Aufgabenstellung
(a) Geben Sie aus dem Textauszug über isocyanatfreie Polyurethane den Abschnitt zwischen „Ein bedeutender Meilenstein“ und „als biokompatibel zertifizierbar.“, beide eingeschlossen, wortgetreu wieder.
(b) Nennen Sie alle unterschiedlichen Wörter im Textauszug über isocyanatfreie Polyurethane, die mit „Kohlenstoff“ beginnen, in der Reihenfolge ihres ersten Auftretens.
(c) Führen Sie den Textauszug über isocyanatfreie Polyurethane im Anschluss an seinen letzten Satz weiter.

Textauszug
=======

Ein weiterer Antrieb war die Tatsache, dass herkömmliche Polyurethane fossile Energieträger wie Erdöl oder Erdgas als Kohlenstoffquelle nutzen. Wir setzen stattdessen auf eine nachhaltige Variante, indem wir Kohlenstoffdioxid und Polyurethan-Rezyklate in Polyurethane einbauen. Kohlenstoffdioxid wird dafür möglichst konzentriert und in hoher Reinheit direkt dort gewonnen, wo es anfällt, etwa in Kraftwerken – noch bevor es in die Atmosphäre gelangt. Durch die gezielte Einbindung von Kohlenstoffdioxid in Materialstrukturen reduzieren wir den Ausstoß klimaschädlicher Emissionen und leisten einen aktiven Beitrag zur Kohlenstoff-Kreislaufwirtschaft. NIPUs können also langfristig auch ökologische Vorteile mit sich bringen – ein Ansatz, der aus unserer Sicht erhebliches Potenzial birgt.
2. Welche Erfolge oder Erkenntnisse aus Ihrer bisherigen Arbeit stimmen Sie besonders optimistisch? Wo sehen Sie noch spannende Herausforderungen?
Ein bedeutender Meilenstein war die Erkenntnis, dass unsere isocyanatfreien Polyurethan-Materialien ebenso vielseitig einsetzbar sind, wie herkömmliche Polyurethane und damit eine echte Alternative darstellen. Wir haben zudem gezeigt, dass sich NIPUs analog zu klassischen Polykondensationsverfahren, z. B. für PET, herstellen lassen – und das sogar im Technikumsmaßstab. Das lässt erwarten, dass sich NIPUs auch großtechnisch produzieren lassen. Auch die Verarbeitungseigenschaften sind sehr ähnlich zu klassischen thermoplastischen Polyurethanen, was eine einfache Integration in bestehende Herstellungsprozesse ermöglicht. Darüber hinaus zeigen Lebenszyklusanalysen und Toxizitätsuntersuchungen, dass die NIPUs hinsichtlich Nachhaltigkeit tatsächlich Vorteile haben – sie sind als biokompatibel zertifizierbar.

=======

Vorliegendes Material
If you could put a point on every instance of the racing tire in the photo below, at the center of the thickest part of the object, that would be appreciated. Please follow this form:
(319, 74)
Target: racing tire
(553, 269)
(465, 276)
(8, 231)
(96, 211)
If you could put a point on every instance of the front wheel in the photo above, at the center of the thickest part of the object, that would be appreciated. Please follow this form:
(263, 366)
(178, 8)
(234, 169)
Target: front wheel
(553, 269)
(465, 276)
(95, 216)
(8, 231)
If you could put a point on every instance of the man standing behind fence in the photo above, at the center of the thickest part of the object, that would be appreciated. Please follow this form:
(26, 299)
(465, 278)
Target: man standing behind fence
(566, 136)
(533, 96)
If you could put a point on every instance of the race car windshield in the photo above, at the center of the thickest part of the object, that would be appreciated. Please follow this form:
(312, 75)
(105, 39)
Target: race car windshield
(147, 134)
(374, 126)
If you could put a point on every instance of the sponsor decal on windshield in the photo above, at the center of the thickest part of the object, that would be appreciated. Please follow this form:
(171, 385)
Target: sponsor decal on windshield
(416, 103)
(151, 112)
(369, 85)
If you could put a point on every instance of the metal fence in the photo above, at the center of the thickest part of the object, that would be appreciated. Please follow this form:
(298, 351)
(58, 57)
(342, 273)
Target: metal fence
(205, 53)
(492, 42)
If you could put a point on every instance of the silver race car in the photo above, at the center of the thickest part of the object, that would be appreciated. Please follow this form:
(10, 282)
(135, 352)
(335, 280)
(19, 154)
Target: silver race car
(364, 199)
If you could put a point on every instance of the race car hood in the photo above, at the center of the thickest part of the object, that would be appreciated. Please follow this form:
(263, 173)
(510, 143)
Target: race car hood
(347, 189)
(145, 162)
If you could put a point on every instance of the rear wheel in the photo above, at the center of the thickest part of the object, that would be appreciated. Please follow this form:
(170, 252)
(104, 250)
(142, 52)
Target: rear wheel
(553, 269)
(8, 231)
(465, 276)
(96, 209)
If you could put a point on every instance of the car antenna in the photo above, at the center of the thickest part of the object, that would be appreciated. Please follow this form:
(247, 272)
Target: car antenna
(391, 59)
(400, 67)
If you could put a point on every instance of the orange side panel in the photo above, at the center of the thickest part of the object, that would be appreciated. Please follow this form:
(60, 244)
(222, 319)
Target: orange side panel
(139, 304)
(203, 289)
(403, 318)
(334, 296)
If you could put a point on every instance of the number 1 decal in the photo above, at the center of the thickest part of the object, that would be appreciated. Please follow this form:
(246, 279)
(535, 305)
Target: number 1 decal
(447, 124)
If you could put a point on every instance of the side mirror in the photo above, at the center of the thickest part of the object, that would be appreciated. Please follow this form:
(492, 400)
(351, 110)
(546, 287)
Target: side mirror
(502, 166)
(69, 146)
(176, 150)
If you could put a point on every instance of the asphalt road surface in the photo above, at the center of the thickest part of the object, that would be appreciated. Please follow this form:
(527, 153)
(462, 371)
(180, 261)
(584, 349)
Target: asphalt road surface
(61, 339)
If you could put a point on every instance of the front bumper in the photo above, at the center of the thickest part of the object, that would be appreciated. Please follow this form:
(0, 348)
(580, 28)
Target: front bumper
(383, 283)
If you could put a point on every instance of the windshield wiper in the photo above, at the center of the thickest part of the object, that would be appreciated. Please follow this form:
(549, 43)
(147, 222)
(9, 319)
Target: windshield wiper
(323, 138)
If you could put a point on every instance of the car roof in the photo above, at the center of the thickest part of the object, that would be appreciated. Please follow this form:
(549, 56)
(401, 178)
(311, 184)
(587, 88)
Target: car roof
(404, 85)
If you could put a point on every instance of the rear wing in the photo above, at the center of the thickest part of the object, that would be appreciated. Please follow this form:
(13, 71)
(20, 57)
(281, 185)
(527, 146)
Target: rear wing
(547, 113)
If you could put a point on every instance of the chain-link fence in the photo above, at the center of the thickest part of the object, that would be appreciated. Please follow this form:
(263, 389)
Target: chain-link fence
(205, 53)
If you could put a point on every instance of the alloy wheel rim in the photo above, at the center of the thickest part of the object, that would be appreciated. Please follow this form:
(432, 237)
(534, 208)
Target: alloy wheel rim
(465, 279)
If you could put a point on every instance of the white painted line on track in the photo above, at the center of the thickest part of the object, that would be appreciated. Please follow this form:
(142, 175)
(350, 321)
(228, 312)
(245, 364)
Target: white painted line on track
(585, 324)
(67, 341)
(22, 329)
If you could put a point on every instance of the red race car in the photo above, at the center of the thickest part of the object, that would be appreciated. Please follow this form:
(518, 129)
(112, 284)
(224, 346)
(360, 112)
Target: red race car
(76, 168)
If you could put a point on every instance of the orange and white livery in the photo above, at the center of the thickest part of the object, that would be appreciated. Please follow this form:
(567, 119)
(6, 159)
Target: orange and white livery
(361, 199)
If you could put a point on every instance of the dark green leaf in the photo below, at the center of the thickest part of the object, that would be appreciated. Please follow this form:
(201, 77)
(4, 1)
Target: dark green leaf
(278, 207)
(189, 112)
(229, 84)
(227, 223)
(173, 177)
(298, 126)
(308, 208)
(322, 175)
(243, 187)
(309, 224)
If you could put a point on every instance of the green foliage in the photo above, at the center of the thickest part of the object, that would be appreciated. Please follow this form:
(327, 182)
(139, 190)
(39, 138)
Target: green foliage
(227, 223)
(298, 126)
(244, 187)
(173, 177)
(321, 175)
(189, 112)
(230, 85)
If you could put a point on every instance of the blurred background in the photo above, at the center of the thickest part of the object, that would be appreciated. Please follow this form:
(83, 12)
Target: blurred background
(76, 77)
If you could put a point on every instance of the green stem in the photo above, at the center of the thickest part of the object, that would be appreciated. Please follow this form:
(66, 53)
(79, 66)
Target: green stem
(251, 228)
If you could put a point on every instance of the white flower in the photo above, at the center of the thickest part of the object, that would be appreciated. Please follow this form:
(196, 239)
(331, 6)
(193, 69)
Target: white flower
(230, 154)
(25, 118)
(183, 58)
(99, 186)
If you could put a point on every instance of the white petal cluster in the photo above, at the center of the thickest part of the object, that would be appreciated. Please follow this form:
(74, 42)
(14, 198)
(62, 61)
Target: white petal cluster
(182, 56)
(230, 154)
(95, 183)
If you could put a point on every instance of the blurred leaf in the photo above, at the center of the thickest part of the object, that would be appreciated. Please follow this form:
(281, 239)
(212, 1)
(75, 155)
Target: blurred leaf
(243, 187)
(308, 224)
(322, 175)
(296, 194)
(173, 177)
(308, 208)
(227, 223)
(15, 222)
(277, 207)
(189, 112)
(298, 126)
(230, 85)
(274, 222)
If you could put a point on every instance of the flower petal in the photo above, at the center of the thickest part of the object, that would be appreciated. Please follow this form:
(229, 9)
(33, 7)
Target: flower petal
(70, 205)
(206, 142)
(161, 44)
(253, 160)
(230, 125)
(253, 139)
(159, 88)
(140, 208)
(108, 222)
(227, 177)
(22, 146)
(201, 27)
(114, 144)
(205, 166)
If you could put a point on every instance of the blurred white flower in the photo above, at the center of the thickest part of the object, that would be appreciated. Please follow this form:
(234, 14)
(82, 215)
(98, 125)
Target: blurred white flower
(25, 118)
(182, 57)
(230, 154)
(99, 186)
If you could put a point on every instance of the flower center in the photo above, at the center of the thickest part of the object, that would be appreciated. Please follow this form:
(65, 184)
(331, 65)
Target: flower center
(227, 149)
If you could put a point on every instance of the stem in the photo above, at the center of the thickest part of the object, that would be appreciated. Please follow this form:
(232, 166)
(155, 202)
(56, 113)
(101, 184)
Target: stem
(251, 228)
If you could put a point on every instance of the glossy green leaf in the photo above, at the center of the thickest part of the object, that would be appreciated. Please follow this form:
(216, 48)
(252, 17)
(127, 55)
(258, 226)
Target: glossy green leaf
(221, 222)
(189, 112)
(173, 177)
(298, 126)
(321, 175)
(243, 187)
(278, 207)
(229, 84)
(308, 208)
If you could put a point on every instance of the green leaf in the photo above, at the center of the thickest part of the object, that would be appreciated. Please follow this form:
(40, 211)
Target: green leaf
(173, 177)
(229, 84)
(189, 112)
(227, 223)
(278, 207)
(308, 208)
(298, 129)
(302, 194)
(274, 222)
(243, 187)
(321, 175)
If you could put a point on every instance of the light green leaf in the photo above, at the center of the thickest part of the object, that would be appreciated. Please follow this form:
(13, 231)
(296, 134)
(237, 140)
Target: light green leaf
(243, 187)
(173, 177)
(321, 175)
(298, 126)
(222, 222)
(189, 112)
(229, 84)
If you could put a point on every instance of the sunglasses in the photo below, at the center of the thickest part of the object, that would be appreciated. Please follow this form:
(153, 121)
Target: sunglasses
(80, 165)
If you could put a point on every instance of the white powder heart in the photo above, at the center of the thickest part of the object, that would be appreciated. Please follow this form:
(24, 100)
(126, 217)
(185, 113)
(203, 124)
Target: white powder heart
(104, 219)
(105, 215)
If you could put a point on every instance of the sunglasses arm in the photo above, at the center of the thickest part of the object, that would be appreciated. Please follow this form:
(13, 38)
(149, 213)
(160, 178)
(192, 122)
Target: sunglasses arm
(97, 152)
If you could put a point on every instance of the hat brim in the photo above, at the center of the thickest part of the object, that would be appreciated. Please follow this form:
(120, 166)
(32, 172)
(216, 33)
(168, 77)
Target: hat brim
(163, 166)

=======

Lösungen
(a)
Ein bedeutender Meilenstein war die Erkenntnis, dass unsere isocyanatfreien Polyurethan-Materialien ebenso vielseitig einsetzbar sind, wie herkömmliche Polyurethane und damit eine echte Alternative darstellen. Wir haben zudem gezeigt, dass sich NIPUs analog zu klassischen Polykondensationsverfahren, z. B. für PET, herstellen lassen – und das sogar im Technikumsmaßstab. Das lässt erwarten, dass sich NIPUs auch großtechnisch produzieren lassen. Auch die Verarbeitungseigenschaften sind sehr ähnlich zu klassischen thermoplastischen Polyurethanen, was eine einfache Integration in bestehende Herstellungsprozesse ermöglicht. Darüber hinaus zeigen Lebenszyklusanalysen und Toxizitätsuntersuchungen, dass die NIPUs hinsichtlich Nachhaltigkeit tatsächlich Vorteile haben – sie sind als biokompatibel zertifizierbar.

(b)
Kohlenstoffquelle
Kohlenstoffdioxid
Kohlenstoff-Kreislaufwirtschaft

(c)
Wir sind auch stolz darauf, dass es uns gelungen ist, Kohlendioxid als Rohstoff für NIPUs zu verwenden und chemische Recyclingverfahren zu entwickeln. So können wir die Kreislauffähigkeit dieser Materialien sicherstellen und tragen nicht nur zur Reduzierung fossiler Rohstoffe bei, sondern fördern auch eine nachhaltigere Nutzung von Ressourcen.
Eine zentrale Herausforderung bei NIPUs besteht darin, reaktive Formulierungen für Anwendungen wie Schaumstoffe, Lacke oder Klebstoffe zu entwickeln. Diese erfordern spezifische Reaktivitätsprofile, um vergleichbare Verarbeitungseigenschaften und Leistungsmerkmale wie herkömmliche Polyurethane zu erreichen. Auch dazu haben wir innovative Lösungen erarbeitet und verfügen nun über eine fundierte Wissensbasis für die Entwicklung maßgeschneiderter NIPU-Typen. Das ist sehr wertvoll, denn so können wir künftig nicht nur herkömmliche thermoplastische Polyurethane in vielen Anwendungsbereichen ersetzen, sondern auch völlig neuartige Einsatzmöglichkeiten erschließen – etwa resorbierbare NIPU-Fasern für medizinische Anwendungen.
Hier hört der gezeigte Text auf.